[Data for analysis Boundary: Start]

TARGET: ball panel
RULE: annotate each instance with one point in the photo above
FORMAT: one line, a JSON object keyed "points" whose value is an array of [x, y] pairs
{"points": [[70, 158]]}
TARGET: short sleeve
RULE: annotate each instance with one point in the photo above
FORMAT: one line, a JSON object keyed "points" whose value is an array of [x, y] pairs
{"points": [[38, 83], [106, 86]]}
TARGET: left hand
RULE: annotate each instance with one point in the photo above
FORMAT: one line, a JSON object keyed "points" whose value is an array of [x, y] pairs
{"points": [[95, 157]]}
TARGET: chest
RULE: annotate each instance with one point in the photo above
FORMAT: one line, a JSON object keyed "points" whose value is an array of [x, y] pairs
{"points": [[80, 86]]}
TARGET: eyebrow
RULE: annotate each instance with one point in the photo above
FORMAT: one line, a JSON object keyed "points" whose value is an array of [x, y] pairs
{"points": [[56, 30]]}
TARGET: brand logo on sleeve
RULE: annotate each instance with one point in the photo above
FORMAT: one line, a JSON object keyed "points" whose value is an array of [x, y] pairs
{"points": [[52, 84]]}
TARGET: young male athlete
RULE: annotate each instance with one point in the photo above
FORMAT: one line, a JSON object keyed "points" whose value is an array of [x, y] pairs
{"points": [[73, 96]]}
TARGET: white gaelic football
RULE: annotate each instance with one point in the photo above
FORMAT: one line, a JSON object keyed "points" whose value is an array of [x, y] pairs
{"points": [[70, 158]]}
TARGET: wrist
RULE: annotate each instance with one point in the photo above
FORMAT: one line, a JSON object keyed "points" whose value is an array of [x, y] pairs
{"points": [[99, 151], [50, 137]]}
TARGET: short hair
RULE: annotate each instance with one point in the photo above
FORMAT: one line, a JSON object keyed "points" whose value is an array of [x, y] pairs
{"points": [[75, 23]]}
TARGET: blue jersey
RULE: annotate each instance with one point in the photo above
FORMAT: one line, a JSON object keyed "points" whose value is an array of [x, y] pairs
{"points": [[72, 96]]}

[Data for analysis Boundary: End]

Exercise goal: Looking at the entries above, copy out every line in which "TARGET" occurs.

Exercise response:
TARGET: ball panel
TARGET: short sleeve
TARGET: left hand
TARGET: chest
TARGET: eyebrow
TARGET: brand logo on sleeve
TARGET: young male athlete
TARGET: white gaelic football
TARGET: wrist
TARGET: short hair
TARGET: blue jersey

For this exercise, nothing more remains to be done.